If your DAW supports MIDI triggers for actions then Open Stage Control is phenomenal. Mostly visual object low level programming with CSS and java for more advanced stuff. Needs a bit of setup prep but you can do crazy things with it. But for sure it won't do the contextual application thing without a custom module and/or some AHK background magic.


----------



## DANIELE (Apr 24, 2019)

dts_marin said:


> If your DAW supports MIDI triggers for actions then Open Stage Control is phenomenal. Mostly visual object low level programming with CSS and java for more advanced stuff. Needs a bit of setup prep but you can do crazy things with it. But for sure it won't do the contextual application thing without a custom module and/or some AHK background magic.



I have reaper so yes! Well, I think I'll need some time to spend to study how to use these applications.


----------



## dts_marin (Apr 24, 2019)

I'm also using Reaper so I can help you. I went through all that recently but my time is limited currently. 
Since Reaper supports OSC controllers the setup is a LOT simpler (you can skip the MIDI python install thing). You just need to make an OSC config and your are pretty much ready. 
The only thing that I couldn't do because of Reaper's OSC implementation was to send track color via OSC to Open Stage Control.


----------



## DANIELE (Apr 29, 2019)

dts_marin said:


> I'm also using Reaper so I can help you. I went through all that recently but my time is limited currently.
> Since Reaper supports OSC controllers the setup is a LOT simpler (you can skip the MIDI python install thing). You just need to make an OSC config and your are pretty much ready.
> The only thing that I couldn't do because of Reaper's OSC implementation was to send track color via OSC to Open Stage Control.



So if I don't bother you I'll ask you something once I'll have some time to get to this.


----------

» **Dataset rows**

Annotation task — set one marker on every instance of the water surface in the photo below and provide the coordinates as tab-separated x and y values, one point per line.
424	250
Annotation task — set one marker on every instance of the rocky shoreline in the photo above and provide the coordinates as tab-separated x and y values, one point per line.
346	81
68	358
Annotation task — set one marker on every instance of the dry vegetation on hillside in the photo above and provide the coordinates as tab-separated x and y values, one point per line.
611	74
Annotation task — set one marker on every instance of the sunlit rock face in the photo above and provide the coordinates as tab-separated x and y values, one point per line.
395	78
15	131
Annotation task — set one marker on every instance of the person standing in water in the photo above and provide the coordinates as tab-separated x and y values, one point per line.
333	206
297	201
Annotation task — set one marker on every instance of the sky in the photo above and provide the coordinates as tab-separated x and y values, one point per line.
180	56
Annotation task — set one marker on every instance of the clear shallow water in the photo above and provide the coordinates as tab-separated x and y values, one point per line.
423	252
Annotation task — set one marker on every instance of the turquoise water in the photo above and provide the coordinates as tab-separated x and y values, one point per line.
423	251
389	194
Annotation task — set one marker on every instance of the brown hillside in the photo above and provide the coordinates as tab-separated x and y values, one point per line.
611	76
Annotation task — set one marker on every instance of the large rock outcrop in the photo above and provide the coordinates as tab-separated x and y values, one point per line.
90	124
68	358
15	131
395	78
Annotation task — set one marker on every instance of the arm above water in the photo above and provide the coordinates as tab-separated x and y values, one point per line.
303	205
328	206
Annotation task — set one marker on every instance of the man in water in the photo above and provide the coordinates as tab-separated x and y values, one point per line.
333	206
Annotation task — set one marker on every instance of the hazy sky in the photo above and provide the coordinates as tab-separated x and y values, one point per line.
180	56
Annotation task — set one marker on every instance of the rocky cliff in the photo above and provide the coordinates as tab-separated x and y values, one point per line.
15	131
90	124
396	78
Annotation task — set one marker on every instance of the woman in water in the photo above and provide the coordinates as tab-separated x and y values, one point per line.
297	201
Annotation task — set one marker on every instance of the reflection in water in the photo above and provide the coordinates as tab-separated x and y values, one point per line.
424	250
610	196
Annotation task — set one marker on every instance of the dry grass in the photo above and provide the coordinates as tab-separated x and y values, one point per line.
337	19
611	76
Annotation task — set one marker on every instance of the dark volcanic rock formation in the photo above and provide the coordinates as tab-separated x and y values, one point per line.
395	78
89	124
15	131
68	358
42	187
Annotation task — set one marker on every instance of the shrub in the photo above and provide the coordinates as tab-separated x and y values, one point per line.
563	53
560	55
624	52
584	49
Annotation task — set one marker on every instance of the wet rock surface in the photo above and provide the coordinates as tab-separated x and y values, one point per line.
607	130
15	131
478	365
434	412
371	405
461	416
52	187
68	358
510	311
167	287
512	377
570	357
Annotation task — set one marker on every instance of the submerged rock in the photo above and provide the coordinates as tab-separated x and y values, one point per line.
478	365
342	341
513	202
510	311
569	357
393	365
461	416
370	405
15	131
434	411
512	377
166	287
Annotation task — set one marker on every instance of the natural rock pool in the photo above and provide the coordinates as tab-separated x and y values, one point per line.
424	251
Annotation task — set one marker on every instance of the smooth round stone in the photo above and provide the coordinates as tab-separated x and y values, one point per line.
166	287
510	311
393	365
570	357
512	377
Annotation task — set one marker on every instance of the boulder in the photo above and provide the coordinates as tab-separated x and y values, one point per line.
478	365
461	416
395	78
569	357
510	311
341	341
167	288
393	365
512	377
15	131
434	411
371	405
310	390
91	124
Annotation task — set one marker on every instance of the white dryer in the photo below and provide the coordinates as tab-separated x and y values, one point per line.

» **What to work on**
A – For each statement, say whether it agrees with the forum thread about Open Stage Control and Reaper, answering yes or no and quoting the words of the thread that decide it: (i) dts_marin says Reaper's OSC support makes the setup simpler; (ii) dts_marin managed to send track color via OSC to Open Stage Control; (iii) DANIELE uses Reaper.
B – Reproduce the part of the listing that opens with the line containing "of the boulder" and runs through the end of the listing, keeping both ends.
The listing is unrelated to the forum thread.

» **Results for the exercise**
A –
(i) Yes: "Since Reaper supports OSC controllers the setup is a LOT simpler"
(ii) No: "The only thing that I couldn't do because of Reaper's OSC implementation was to send track color via OSC to Open Stage Control."
(iii) Yes: "I have reaper so yes!"

B –
Annotation task — set one marker on every instance of the boulder in the photo above and provide the coordinates as tab-separated x and y values, one point per line.
478	365
461	416
395	78
569	357
510	311
341	341
167	288
393	365
512	377
15	131
434	411
371	405
310	390
91	124
Annotation task — set one marker on every instance of the white dryer in the photo below and provide the coordinates as tab-separated x and y values, one point per line.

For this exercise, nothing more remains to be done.